* Goal *
Begin at the first of the rows below and stop after the line containing "<point>1186,216</point>". Rewrite every line in that span, wording and answers alike, but offset each coordinate in the answers by 94 and leave out the pictures.

* Items *
......

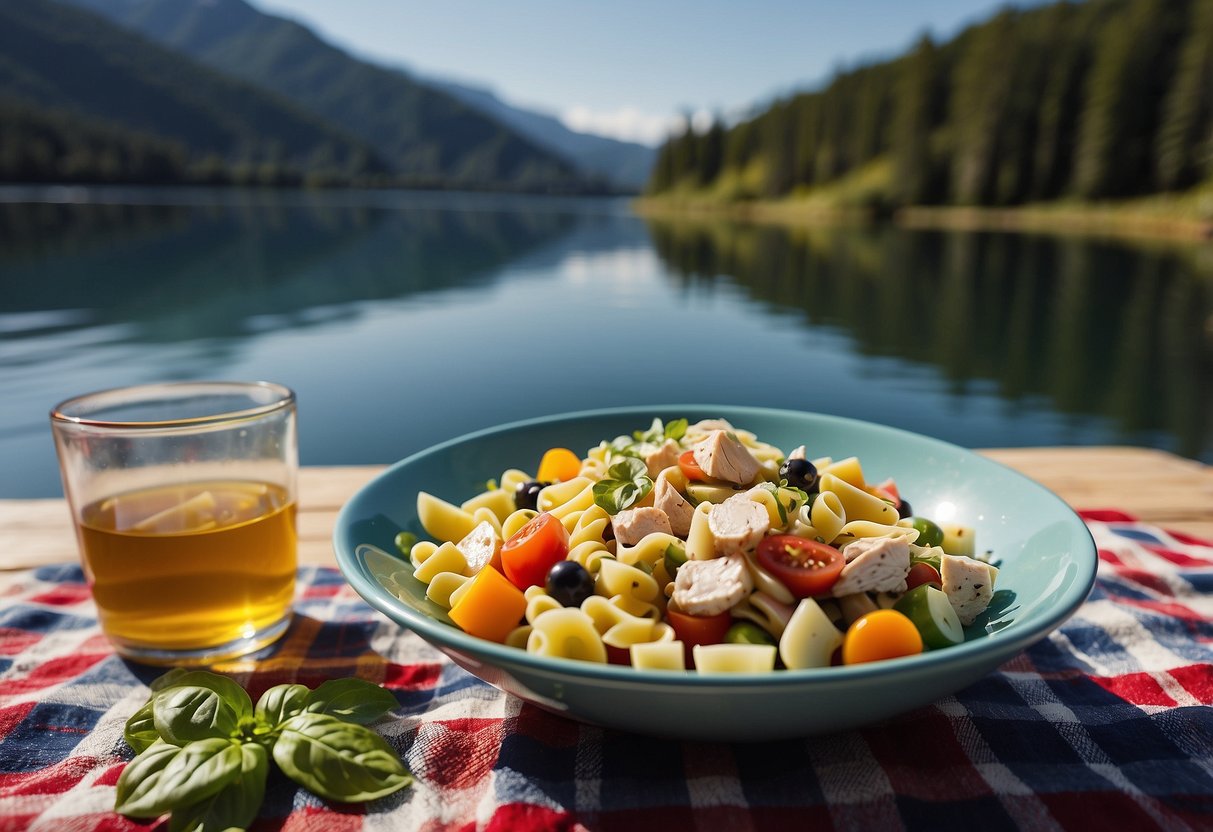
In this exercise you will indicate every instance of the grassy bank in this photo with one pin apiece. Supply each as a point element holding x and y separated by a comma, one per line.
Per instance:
<point>1186,216</point>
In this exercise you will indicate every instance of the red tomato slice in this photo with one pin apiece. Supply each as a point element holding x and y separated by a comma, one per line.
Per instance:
<point>923,573</point>
<point>689,467</point>
<point>804,566</point>
<point>693,630</point>
<point>534,550</point>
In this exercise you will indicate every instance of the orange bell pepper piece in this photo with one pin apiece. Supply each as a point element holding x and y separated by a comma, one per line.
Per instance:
<point>490,607</point>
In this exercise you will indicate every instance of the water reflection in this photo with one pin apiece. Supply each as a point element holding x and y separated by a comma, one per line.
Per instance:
<point>403,320</point>
<point>1094,328</point>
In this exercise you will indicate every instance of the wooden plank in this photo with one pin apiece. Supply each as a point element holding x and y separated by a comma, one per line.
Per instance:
<point>1154,485</point>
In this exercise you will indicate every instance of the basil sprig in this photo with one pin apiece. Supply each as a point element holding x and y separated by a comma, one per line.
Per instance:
<point>626,483</point>
<point>204,750</point>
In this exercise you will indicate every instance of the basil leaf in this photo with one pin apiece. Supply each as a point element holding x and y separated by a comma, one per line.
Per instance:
<point>626,483</point>
<point>140,731</point>
<point>339,761</point>
<point>183,714</point>
<point>353,700</point>
<point>779,505</point>
<point>235,805</point>
<point>676,429</point>
<point>280,702</point>
<point>188,775</point>
<point>228,690</point>
<point>138,785</point>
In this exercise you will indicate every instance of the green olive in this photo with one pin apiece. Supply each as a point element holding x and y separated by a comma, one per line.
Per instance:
<point>744,632</point>
<point>928,533</point>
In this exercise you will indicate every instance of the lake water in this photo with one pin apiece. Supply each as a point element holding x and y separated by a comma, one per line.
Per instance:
<point>406,319</point>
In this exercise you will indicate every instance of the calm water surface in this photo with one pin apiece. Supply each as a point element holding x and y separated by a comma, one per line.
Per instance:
<point>406,319</point>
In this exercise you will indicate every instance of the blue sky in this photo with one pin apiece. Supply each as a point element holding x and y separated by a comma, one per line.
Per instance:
<point>630,67</point>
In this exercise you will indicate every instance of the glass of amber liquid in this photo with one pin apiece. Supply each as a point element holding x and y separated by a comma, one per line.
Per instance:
<point>183,500</point>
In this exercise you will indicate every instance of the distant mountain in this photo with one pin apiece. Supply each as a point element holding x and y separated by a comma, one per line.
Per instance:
<point>422,134</point>
<point>624,164</point>
<point>61,66</point>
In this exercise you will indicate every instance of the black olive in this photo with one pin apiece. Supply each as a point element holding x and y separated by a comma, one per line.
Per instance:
<point>799,474</point>
<point>569,582</point>
<point>527,495</point>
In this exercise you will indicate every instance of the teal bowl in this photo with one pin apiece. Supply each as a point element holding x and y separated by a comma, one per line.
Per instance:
<point>1044,551</point>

......

* Expected answer *
In this exercise you will indicate every instance of the grassy bank in this photo with one pin apiece. Supply each as a point element holding x and y separated by a comma, one per line.
Per instance:
<point>1280,310</point>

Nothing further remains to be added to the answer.